◆ **Quoted passage**:
------------------------------------------------------------
Tensor("source_sentence:0", shape=(1, 5), dtype=int32)
Tensor("target_sentence:0", shape=(1, 5), dtype=int32)


In [7]:
# Encoder
with tf.variable_scope('Encoder') as scope:
    encoder_cell = tf.contrib.rnn.BasicRNNCell(rnn_dimension)
    encoder_outputs = []
    state = encoder_cell.zero_state(batch_size, tf.float32)
    for i in range(5):
        input_ = encoded_source_sentence[:, i]
        # Word Embedding
        # dimension: vocabulary size => RNN dimension
        input_ = tf.nn.embedding_lookup(source_word_embedding, input_)       
        if i > 0:
            scope.reuse_variables()
        output, state = encoder_cell(input_, state)
        encoder_outputs.append(output) # => Not used!
    encoder_last_state = state

In [8]:
# Decoder
with tf.variable_scope('Decoder') as scope:
    decoder_cell = tf.contrib.rnn.BasicRNNCell(rnn_dimension)
    decoder_outputs = []
    predictions = []
    state = encoder_last_state
    input_ = [target_vocab['<SOS>']] # 00

    # RNN dimension => target vocabulary size
    output_projection = tf.get_variable('output_projection',
        dtype=tf.float32, shape=[rnn_dimension, target_vocab_size])

    for i in range(5):
        input_ = tf.nn.embedding_lookup(target_word_embedding, input_)
        if i > 0:
            scope.reuse_variables()
        output, state = decoder_cell(input_, state)
        logit = tf.matmul(output, output_projection)
        prediction = tf.argmax(logit, axis=-1)
        input_ = prediction
        decoder_outputs.append(logit)
        predictions.append(prediction)

In [9]:
# Train
with tf.name_scope('Loss'):
    loss = tf.nn.softmax_cross_entropy_with_logits(
        labels=tf.one_hot(encoded_target_sentence, target_vocab_size),
        logits=decoder_outputs)
with tf.name_scope('Optimizer'):
    opt = tf.train.GradientDescentOptimizer(learning_rate).minimize(loss)
with tf.Session() as sess:
    sess.run(tf.global_variables_initializer())
    print(f'Raw prediction: {np.squeeze(sess.run(predictions))}')
    for i in range(10):
        # Run one gradient descent step
        sess.run(opt)
        raw_prediction = np.squeeze(sess.run(predictions))
------------------------------------------------------------
◆ **Data**:
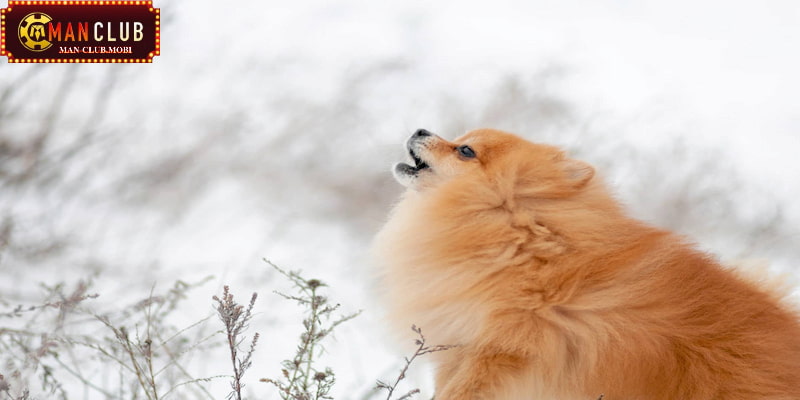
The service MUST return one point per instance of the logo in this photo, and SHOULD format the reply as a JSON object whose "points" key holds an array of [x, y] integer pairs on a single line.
{"points": [[80, 31], [32, 31]]}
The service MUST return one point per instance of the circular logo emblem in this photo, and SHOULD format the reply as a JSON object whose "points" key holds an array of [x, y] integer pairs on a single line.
{"points": [[33, 31]]}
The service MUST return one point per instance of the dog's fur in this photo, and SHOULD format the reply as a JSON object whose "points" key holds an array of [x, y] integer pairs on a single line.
{"points": [[522, 258]]}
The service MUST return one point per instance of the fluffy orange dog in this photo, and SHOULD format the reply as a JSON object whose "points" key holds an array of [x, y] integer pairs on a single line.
{"points": [[519, 255]]}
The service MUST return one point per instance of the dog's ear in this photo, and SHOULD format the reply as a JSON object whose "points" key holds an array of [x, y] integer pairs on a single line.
{"points": [[577, 173]]}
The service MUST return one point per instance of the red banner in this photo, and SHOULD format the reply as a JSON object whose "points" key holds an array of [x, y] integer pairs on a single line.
{"points": [[80, 31]]}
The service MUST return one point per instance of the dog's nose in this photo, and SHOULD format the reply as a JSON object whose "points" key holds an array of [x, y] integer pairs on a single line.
{"points": [[421, 133]]}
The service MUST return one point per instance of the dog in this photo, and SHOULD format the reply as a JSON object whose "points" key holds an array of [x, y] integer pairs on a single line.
{"points": [[520, 257]]}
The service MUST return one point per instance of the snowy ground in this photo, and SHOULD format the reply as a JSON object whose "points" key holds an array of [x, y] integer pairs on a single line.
{"points": [[267, 130]]}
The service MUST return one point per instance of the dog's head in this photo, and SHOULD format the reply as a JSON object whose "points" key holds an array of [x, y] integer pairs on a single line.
{"points": [[487, 158]]}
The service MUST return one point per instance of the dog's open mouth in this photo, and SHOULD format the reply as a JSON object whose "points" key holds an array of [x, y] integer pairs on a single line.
{"points": [[408, 169], [418, 163]]}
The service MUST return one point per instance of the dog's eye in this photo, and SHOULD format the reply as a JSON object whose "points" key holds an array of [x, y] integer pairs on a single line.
{"points": [[466, 151]]}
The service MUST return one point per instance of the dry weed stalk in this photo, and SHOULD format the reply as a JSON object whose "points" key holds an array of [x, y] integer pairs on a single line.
{"points": [[422, 349], [236, 319], [302, 378]]}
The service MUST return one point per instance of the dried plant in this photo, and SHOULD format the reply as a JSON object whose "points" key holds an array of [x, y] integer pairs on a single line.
{"points": [[422, 349], [236, 319], [302, 379], [71, 349]]}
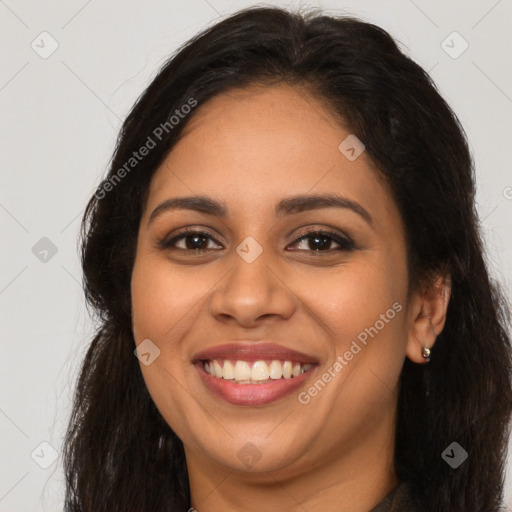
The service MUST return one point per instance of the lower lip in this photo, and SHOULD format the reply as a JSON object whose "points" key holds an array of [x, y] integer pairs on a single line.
{"points": [[252, 394]]}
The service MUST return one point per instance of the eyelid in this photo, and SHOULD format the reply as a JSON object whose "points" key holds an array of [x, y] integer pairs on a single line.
{"points": [[344, 241]]}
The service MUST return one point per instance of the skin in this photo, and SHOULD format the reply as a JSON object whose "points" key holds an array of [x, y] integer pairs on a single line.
{"points": [[249, 149]]}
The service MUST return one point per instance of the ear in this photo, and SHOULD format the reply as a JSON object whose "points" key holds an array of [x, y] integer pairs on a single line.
{"points": [[427, 316]]}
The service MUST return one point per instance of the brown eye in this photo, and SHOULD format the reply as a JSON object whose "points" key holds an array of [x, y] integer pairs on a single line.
{"points": [[321, 241]]}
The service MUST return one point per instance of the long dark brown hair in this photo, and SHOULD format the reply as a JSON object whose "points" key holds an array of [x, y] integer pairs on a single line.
{"points": [[119, 453]]}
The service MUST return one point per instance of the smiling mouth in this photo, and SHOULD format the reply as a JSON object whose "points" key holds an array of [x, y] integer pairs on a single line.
{"points": [[254, 372]]}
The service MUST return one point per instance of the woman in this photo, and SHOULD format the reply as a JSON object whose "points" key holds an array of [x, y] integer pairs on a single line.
{"points": [[295, 312]]}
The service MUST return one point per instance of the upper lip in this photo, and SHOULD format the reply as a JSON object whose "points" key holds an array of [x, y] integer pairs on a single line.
{"points": [[253, 351]]}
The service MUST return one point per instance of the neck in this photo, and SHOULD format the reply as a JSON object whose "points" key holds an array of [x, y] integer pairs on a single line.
{"points": [[355, 481]]}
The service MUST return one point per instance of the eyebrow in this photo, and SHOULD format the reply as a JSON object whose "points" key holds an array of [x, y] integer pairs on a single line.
{"points": [[286, 206]]}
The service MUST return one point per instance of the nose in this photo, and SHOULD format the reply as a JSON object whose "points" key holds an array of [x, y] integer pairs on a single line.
{"points": [[252, 292]]}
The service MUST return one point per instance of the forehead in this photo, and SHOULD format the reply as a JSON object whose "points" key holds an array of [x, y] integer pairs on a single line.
{"points": [[249, 147]]}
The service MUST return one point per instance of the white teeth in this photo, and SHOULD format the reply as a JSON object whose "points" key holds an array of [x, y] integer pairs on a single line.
{"points": [[276, 370], [242, 370], [258, 372], [305, 368], [227, 371], [287, 370]]}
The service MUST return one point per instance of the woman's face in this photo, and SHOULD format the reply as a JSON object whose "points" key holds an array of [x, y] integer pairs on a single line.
{"points": [[272, 272]]}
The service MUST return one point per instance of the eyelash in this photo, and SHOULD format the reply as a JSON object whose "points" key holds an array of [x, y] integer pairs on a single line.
{"points": [[345, 243]]}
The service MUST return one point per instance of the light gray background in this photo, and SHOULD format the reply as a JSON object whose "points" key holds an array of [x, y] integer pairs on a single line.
{"points": [[60, 117]]}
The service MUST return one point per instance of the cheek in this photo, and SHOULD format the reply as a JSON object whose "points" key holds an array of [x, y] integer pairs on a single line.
{"points": [[363, 297]]}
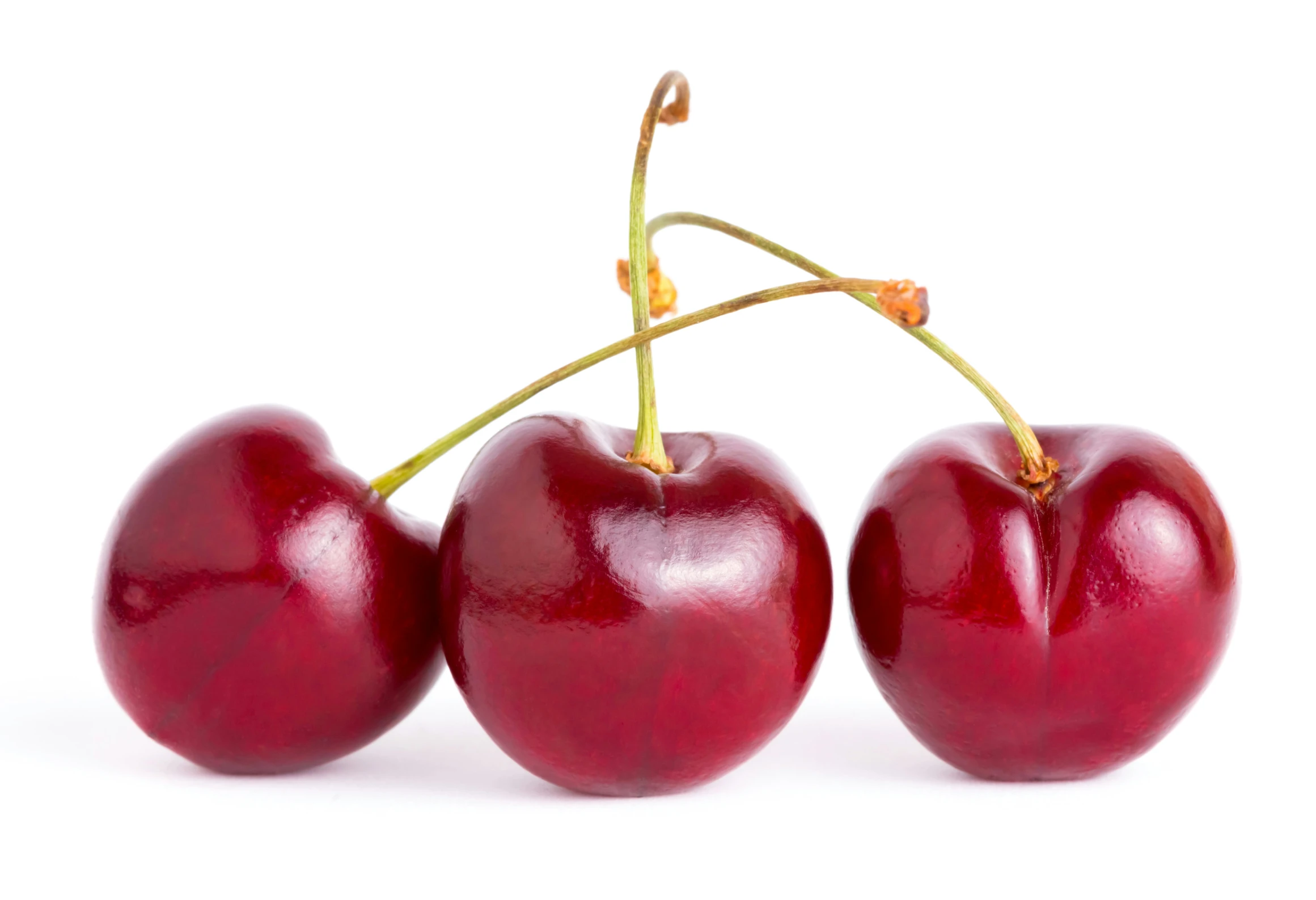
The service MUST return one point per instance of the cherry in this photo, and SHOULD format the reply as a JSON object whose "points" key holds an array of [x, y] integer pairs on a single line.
{"points": [[623, 632], [260, 609], [1042, 639], [636, 612], [1035, 618]]}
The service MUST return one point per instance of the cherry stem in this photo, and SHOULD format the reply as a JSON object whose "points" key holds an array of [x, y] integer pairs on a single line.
{"points": [[1038, 467], [648, 449], [387, 483]]}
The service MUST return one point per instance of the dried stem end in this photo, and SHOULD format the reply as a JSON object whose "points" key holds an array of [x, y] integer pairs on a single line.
{"points": [[1040, 479], [904, 303], [658, 467], [662, 293]]}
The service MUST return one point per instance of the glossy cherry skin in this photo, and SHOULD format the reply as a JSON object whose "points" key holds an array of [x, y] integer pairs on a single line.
{"points": [[1026, 640], [627, 633], [260, 609]]}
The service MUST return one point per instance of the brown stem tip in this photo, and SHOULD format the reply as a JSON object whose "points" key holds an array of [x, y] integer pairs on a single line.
{"points": [[904, 303], [1040, 479], [648, 461], [662, 293]]}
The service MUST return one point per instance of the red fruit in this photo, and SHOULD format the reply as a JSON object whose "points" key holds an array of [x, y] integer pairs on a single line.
{"points": [[260, 609], [1042, 640], [628, 633]]}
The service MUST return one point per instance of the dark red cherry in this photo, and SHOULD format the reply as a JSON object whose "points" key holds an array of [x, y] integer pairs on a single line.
{"points": [[1042, 640], [627, 633], [260, 609]]}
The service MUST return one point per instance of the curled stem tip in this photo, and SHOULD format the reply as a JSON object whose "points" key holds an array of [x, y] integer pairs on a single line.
{"points": [[648, 449]]}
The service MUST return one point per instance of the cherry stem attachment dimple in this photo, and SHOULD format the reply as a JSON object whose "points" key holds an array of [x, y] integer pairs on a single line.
{"points": [[1038, 469], [399, 475], [648, 448]]}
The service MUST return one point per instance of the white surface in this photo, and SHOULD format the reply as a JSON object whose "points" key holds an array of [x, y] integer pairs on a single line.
{"points": [[342, 210]]}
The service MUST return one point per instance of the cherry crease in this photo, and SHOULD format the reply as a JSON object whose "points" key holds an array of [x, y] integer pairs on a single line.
{"points": [[625, 633], [260, 609], [1042, 640]]}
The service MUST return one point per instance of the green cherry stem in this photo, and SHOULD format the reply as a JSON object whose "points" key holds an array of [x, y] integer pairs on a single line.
{"points": [[648, 449], [1038, 467], [399, 475]]}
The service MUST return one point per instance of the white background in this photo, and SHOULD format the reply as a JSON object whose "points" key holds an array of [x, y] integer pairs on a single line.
{"points": [[391, 215]]}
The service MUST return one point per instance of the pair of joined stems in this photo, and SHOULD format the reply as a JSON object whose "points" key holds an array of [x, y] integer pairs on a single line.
{"points": [[1036, 469], [885, 298]]}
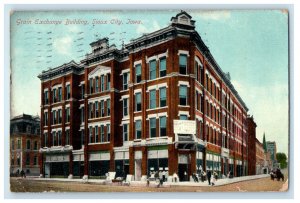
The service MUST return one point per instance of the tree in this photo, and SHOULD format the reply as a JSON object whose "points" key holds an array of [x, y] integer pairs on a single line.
{"points": [[265, 143], [282, 159]]}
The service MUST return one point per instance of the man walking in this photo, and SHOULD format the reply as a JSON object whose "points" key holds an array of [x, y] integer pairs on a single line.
{"points": [[208, 176]]}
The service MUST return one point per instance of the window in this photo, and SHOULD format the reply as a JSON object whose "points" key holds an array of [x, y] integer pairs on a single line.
{"points": [[138, 102], [59, 94], [59, 115], [162, 67], [27, 159], [138, 73], [35, 162], [108, 107], [162, 126], [125, 132], [108, 132], [96, 134], [97, 84], [28, 144], [82, 115], [54, 139], [45, 118], [152, 69], [91, 110], [46, 100], [183, 117], [125, 81], [125, 107], [91, 85], [138, 129], [90, 134], [102, 83], [196, 71], [102, 108], [108, 82], [68, 92], [35, 145], [59, 138], [67, 115], [54, 95], [183, 95], [152, 127], [182, 64], [82, 91], [102, 133], [196, 100], [162, 97], [45, 139], [96, 109], [152, 99], [82, 137], [19, 144], [67, 140], [12, 145]]}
------------------------------------------------------------
◆ **Set tasks**:
1: Translate the comment "Run one gradient descent step" from the TensorFlow code into Spanish.
2: Report each line of the rows in which the word "background" occurs.
The TensorFlow code and the rows are separate, unrelated material.

◆ **Task-by-task solutions**:
1: Ejecuta un paso de descenso de gradiente.

2:
The service MUST return one point per instance of the light gray background in this photo, and SHOULD format the reply as a JSON object whose "points" key holds an array of [x, y] integer pairs on a single line.
The service MUST return one point per instance of the white background in this photo, and SHOULD format the reply as a JSON object whose "points" key holds an array of [x, y] integer pairs on a single line.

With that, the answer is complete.